[DATA]
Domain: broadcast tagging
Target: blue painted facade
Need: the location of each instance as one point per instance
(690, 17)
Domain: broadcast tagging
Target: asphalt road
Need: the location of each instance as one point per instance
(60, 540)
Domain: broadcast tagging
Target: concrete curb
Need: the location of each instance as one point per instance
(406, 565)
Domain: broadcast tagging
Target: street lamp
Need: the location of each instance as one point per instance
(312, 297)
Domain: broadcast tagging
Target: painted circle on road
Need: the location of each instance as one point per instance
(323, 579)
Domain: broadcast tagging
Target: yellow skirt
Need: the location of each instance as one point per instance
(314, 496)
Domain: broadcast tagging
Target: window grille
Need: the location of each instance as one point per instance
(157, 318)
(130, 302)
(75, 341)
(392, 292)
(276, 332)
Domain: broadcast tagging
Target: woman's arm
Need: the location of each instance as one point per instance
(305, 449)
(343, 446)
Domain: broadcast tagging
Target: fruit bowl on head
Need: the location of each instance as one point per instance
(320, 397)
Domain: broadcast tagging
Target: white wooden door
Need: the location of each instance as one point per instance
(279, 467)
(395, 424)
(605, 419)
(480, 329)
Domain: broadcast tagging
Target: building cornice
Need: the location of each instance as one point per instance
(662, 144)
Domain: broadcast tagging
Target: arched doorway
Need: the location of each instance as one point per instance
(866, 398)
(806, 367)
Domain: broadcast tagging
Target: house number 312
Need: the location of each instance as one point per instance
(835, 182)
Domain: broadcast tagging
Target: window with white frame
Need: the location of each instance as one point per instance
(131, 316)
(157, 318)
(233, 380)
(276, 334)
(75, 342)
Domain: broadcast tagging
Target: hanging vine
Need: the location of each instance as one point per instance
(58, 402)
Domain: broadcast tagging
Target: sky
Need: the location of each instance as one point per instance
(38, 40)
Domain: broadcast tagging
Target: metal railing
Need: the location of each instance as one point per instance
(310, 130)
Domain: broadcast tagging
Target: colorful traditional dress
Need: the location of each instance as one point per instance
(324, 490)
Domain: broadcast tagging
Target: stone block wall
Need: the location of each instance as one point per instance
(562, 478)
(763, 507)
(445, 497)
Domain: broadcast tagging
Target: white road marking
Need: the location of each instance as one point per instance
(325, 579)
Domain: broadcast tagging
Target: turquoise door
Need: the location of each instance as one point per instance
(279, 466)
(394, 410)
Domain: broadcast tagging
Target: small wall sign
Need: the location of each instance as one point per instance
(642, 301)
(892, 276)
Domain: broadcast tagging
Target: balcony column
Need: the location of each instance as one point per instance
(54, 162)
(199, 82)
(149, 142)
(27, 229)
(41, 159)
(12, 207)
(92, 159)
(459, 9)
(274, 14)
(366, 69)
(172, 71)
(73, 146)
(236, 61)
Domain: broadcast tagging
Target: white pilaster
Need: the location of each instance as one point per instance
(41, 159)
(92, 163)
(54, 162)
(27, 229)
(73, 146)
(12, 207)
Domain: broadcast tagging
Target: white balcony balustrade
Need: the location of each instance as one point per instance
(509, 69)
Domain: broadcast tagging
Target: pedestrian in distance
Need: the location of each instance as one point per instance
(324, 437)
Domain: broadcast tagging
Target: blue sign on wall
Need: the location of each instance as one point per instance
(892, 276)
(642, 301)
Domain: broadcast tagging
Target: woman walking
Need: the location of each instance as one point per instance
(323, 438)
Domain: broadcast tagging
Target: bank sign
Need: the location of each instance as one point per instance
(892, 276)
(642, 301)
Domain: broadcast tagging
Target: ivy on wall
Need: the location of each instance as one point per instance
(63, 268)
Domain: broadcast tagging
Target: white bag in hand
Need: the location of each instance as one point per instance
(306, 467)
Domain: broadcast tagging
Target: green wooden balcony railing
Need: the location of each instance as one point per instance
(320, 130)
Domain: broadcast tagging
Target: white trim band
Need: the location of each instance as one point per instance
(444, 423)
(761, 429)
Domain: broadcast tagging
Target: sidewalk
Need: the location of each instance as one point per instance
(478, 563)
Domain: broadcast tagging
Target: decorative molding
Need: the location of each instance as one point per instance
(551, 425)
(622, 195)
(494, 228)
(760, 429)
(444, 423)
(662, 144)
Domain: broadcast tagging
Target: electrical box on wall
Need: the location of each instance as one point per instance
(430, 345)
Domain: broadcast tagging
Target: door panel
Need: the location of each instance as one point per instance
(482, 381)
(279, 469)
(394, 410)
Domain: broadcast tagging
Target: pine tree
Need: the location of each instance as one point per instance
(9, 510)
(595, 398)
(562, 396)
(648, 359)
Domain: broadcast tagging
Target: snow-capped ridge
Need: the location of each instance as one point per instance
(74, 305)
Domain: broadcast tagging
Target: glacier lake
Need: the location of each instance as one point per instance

[AIM OF THE EXERCISE] Repeat the data in its entirety, character for character.

[WRITTEN REPLY]
Domain: broadcast tagging
Target: blue painted facade
Need: the location of each instance as one point per instance
(690, 17)
Domain: broadcast tagging
Target: asphalt road
Need: the location of each instance as one point per instance
(60, 540)
Domain: broadcast tagging
Target: concrete curb
Need: the location of each instance as one point per instance
(406, 565)
Domain: broadcast tagging
Target: street lamp
Need: the location of each instance as one point per instance
(312, 297)
Domain: broadcast tagging
Target: painted circle on road
Need: the location of each instance as one point per instance
(323, 579)
Domain: broadcast tagging
Target: yellow skirt
Need: the location of each instance as one point per instance
(314, 496)
Domain: broadcast tagging
Target: window grille
Need: the location of each instance as one point per instance
(157, 318)
(130, 302)
(75, 341)
(392, 292)
(276, 332)
Domain: broadcast tagging
Target: woman's arm
Need: the location of each instance as one point per instance
(305, 449)
(343, 446)
Domain: broadcast tagging
Target: fruit bowl on head
Need: the location of each instance as one point per instance
(320, 397)
Domain: broadcast tagging
Target: white wooden door
Need: the location of each instance as one point per instance
(279, 467)
(395, 424)
(605, 419)
(480, 329)
Domain: broadcast tagging
Target: building cornice
Need: the location of each instance as one point per instance
(662, 144)
Domain: broadcast tagging
Target: arched doorway
Need: the location of each instance as one point per instance
(866, 398)
(806, 367)
Domain: broadcast tagging
Target: house number 312
Need: the location of each instance as one point per instance
(835, 182)
Domain: broadcast tagging
Target: window with white frame
Need: the location of each instance as one point per instance
(131, 316)
(157, 318)
(233, 380)
(276, 334)
(75, 342)
Domain: broadcast tagging
Target: hanging vine
Need: the location of each instance as one point per instance
(58, 402)
Domain: broadcast tagging
Target: sky
Need: the location of each instance as one point per instance
(38, 40)
Domain: broadcast tagging
Target: metal railing
Need: the location of each instance as one point per instance
(310, 130)
Domain: broadcast tagging
Target: colorful traditional dress
Need: the location of each instance as one point per instance
(324, 490)
Domain: broadcast tagging
Target: stone block wall
Need: the location of each instance as one point per instance
(562, 478)
(763, 507)
(445, 497)
Domain: broadcast tagging
Target: white road marking
Need: the location of each instance as one point per instance
(325, 579)
Domain: broadcast tagging
Target: turquoise door
Need: the location of each instance as one point per instance
(279, 466)
(394, 410)
Domain: broadcast tagging
Target: small wall sign
Need: the location of each instance as one point per instance
(642, 301)
(892, 276)
Domain: broadcast tagging
Target: balcony column
Need: the location of each instance as one point per instance
(54, 162)
(199, 82)
(149, 142)
(27, 229)
(41, 159)
(12, 207)
(92, 159)
(459, 9)
(274, 14)
(366, 69)
(172, 71)
(73, 146)
(236, 61)
Domain: broadcast tagging
Target: white pilaster
Need: the location of each instance as one point per instance
(41, 159)
(92, 163)
(54, 162)
(27, 229)
(73, 146)
(12, 207)
Domain: broadcast tagging
Target: white balcony balustrade
Need: the location of each instance as one point per instance
(509, 69)
Domain: broadcast tagging
Target: pedestrian in distance
Need: the location of each instance as one point per instance
(324, 437)
Domain: broadcast tagging
Target: blue sign on wall
Need: the location of each instance as one point per instance
(892, 276)
(642, 301)
Domain: broadcast tagging
Target: woman walking
Need: the location of each instance as one point per instance
(323, 438)
Domain: broadcast tagging
Target: bank sign
Need: the location of each instance as one point per instance
(892, 276)
(642, 301)
Domain: broadcast tagging
Target: ivy on wall
Need: the location of each instance as one point per instance
(63, 268)
Domain: broadcast tagging
Target: white bag in hand
Need: the location of each instance as one point per instance
(306, 467)
Domain: broadcast tagging
Target: green wooden balcony railing
Need: the location of each instance as one point per instance
(320, 130)
Domain: broadcast tagging
Target: white trim band
Need: the location of each instance as one point per instance
(444, 423)
(761, 429)
Domain: broadcast tagging
Target: sidewalk
Need: the location of each instance as one point per instance
(478, 563)
Domain: broadcast tagging
Target: decorative molding
Need: the location of each instance as one point per instance
(551, 425)
(622, 195)
(494, 228)
(760, 429)
(444, 423)
(662, 144)
Domain: broadcast tagging
Target: electrical box on wall
Need: the location of each instance as one point per instance
(430, 345)
Domain: broadcast tagging
Target: door panel
Need: the location of each instance as one point per instance
(482, 381)
(279, 469)
(394, 410)
Domain: broadcast tagging
Target: pine tree
Need: the location of each instance as one point per instance
(9, 510)
(595, 398)
(562, 396)
(648, 359)
Domain: broadcast tagging
Target: snow-capped ridge
Need: the location of each instance as one point per instance
(74, 305)
Domain: broadcast tagging
Target: glacier lake
Need: the location of each instance as one point per instance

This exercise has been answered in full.